## Given instruction
Recast only the records from the line with "teal jacket shown above?" through the line with "[179,379,954,391]" as a numbered list, omitting blank lines.
## Begin
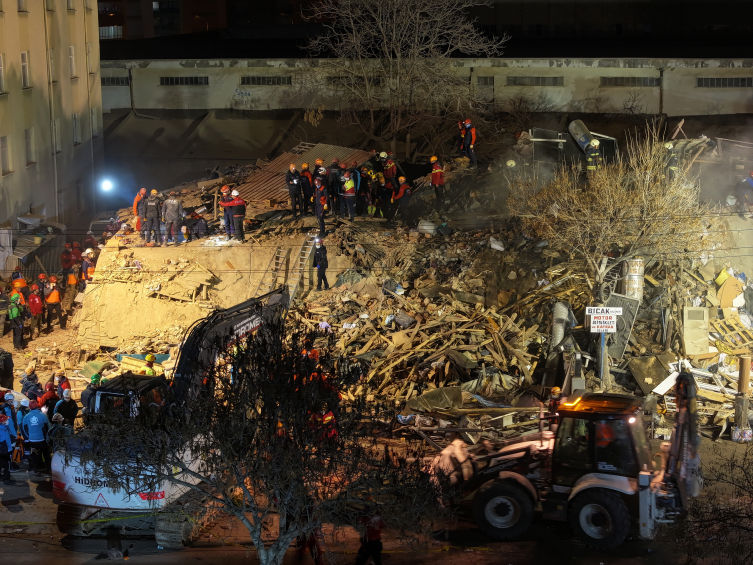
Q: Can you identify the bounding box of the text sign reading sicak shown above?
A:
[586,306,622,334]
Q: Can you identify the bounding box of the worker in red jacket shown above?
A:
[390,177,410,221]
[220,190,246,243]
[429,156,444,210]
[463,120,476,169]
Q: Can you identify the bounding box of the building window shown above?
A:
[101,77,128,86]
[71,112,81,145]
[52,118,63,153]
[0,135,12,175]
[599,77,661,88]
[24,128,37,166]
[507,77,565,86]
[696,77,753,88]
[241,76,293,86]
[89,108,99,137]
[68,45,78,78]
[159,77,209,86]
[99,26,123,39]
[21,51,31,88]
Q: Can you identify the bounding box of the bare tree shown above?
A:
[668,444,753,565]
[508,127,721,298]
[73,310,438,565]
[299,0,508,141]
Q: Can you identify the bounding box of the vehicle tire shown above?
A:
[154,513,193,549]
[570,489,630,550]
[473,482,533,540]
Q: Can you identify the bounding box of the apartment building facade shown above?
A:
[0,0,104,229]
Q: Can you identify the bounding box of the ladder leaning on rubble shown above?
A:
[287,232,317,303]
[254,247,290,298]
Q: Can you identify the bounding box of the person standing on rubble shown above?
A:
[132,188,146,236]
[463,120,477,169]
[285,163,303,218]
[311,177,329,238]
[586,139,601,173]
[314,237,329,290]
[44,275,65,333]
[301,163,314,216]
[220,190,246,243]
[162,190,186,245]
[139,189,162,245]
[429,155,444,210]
## End
## Begin
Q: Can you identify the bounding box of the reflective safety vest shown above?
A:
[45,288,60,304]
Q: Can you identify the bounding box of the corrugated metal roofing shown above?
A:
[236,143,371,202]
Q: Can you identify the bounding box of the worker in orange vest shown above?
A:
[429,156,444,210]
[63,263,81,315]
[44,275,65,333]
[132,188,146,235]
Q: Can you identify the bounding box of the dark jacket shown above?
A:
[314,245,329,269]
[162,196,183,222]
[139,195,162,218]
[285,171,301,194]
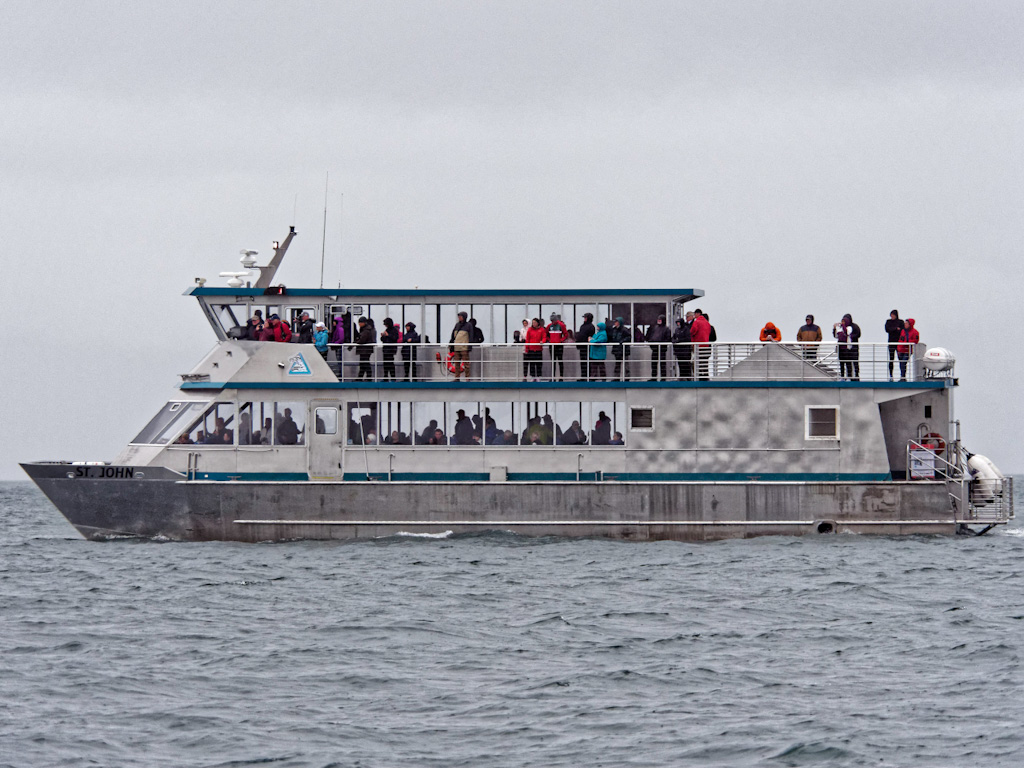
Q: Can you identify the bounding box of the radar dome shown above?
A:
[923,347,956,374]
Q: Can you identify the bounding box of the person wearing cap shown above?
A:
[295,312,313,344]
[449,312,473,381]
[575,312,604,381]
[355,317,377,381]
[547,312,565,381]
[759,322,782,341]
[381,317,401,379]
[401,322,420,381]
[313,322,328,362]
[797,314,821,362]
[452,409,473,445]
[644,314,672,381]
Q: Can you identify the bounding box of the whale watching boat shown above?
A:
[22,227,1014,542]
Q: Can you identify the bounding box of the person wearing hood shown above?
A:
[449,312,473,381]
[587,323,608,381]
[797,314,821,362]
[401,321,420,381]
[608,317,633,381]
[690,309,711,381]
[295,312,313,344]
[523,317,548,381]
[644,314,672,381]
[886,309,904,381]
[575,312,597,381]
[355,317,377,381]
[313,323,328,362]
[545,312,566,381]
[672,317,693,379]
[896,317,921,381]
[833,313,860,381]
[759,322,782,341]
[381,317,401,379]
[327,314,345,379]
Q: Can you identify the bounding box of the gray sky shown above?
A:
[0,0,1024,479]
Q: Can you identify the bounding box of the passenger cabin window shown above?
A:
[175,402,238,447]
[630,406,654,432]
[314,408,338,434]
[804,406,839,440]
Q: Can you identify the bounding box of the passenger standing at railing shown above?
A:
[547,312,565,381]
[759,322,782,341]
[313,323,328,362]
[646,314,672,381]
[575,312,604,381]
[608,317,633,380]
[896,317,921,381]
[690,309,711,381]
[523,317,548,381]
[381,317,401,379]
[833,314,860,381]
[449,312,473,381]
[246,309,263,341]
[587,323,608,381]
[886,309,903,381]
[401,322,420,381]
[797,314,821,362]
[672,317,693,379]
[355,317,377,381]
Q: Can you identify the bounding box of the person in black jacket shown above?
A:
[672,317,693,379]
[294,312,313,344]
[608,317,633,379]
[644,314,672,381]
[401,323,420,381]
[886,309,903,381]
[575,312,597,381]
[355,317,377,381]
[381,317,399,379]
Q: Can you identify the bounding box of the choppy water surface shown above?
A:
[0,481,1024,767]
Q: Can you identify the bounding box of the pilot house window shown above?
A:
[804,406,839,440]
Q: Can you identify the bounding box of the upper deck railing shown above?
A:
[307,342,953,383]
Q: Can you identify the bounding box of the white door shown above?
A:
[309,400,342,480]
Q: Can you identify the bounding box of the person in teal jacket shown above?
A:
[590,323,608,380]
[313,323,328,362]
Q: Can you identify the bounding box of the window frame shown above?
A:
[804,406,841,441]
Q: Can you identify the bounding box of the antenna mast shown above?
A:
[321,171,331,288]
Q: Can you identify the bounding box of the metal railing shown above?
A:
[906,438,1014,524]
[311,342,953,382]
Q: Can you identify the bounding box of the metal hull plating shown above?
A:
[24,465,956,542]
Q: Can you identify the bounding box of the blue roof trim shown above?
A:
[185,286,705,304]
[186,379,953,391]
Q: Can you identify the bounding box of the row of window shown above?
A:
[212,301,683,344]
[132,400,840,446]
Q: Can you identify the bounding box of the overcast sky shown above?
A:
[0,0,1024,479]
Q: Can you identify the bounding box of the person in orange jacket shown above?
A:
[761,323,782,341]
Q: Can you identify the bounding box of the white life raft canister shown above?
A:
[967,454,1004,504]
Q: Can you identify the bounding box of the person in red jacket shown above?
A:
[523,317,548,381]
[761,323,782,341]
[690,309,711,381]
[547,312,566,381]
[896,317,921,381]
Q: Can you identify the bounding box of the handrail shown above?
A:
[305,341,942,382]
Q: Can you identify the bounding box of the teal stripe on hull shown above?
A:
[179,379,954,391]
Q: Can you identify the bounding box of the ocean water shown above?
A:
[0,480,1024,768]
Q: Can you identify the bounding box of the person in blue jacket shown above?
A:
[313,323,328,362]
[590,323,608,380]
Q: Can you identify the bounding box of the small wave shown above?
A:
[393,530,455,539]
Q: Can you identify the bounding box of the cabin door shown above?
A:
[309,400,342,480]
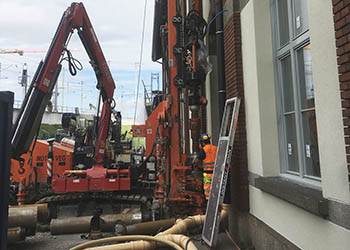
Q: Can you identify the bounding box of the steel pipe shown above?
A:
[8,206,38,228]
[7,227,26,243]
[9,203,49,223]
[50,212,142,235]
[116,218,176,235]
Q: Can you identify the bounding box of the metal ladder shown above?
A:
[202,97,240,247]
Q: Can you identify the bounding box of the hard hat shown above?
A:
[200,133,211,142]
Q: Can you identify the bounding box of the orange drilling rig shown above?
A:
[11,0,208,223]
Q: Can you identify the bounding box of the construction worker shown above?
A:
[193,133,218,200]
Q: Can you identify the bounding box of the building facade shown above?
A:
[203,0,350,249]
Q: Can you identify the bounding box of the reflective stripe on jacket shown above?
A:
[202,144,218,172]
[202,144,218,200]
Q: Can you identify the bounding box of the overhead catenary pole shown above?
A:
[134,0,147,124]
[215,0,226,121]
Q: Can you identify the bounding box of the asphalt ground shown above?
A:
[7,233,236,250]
## End
## Begin
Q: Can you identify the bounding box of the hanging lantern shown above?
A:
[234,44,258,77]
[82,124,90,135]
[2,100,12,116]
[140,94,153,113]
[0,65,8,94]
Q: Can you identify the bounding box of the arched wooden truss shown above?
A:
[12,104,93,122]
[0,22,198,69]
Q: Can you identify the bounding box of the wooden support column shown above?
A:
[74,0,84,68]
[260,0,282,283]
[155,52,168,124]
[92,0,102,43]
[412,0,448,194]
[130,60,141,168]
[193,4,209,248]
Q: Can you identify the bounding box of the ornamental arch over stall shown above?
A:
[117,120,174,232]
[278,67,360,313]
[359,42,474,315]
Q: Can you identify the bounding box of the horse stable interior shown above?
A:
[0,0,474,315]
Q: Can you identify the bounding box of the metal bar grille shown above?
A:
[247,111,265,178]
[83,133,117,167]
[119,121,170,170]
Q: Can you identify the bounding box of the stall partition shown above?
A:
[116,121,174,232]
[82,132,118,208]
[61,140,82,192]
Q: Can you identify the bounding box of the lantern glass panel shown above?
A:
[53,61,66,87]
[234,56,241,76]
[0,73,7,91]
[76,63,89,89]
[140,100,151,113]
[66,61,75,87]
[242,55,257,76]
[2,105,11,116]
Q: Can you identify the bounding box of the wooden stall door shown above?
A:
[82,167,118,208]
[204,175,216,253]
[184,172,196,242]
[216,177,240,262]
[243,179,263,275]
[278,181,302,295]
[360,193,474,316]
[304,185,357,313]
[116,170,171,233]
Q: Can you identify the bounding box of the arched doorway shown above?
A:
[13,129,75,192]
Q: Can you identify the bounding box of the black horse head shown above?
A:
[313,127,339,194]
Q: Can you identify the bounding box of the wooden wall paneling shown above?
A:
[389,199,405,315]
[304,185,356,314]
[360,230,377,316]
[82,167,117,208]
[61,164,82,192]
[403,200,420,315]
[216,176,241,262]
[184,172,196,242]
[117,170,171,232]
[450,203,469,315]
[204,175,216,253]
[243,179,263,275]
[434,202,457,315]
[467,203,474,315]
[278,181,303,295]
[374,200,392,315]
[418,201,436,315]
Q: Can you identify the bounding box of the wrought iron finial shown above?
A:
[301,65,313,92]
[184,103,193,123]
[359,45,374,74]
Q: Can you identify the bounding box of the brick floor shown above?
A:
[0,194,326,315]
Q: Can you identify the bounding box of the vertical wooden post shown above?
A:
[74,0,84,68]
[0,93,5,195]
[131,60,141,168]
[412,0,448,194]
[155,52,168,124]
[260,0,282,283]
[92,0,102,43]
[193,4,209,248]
## End
## Written answer
1. Q: Can you identify the bounding box of the person in teal jacket shown above?
2. A:
3. [590,323,608,380]
4. [313,323,328,362]
5. Q: Can you identify the bounding box of the window frame shown above?
6. A:
7. [804,406,841,441]
8. Q: Can you identify the bounding box of the antenna mast shown above?
9. A:
10. [321,171,331,288]
11. Q: Can you identify the bounding box of the metal railing shown above?
12. A:
13. [906,438,1014,524]
14. [311,342,953,382]
15. Q: Can you identify the bounding box of the metal hull plating shown above?
16. A:
17. [24,465,956,542]
18. Q: Can you identify the bounding box of the blue roof trim shown above?
19. A:
20. [185,286,705,304]
21. [186,379,953,391]
22. Q: Can you identify the bounding box of the row of window shown above?
23. A:
24. [212,301,683,344]
25. [132,400,840,446]
26. Q: Can you identify the bounding box of the overcast sky shown above?
27. A:
28. [0,0,1024,479]
29. Q: Can you identify the bounding box of the person in orange jacket shown above?
30. A:
31. [761,323,782,341]
32. Q: Can you identify the bounding box of the white life raft canister shown above?
33. A:
34. [967,454,1004,504]
35. Q: Can you identify the bounding box of the person in red jacket shown above?
36. A:
37. [523,317,548,381]
38. [761,323,782,341]
39. [690,309,711,381]
40. [547,312,566,381]
41. [896,317,921,381]
42. Q: Can you identify the bounding box of the handrail shown above?
43. A:
44. [305,341,942,382]
45. Q: Can you identify the bounding box of the teal stripe on hull shown above?
46. A:
47. [179,379,954,391]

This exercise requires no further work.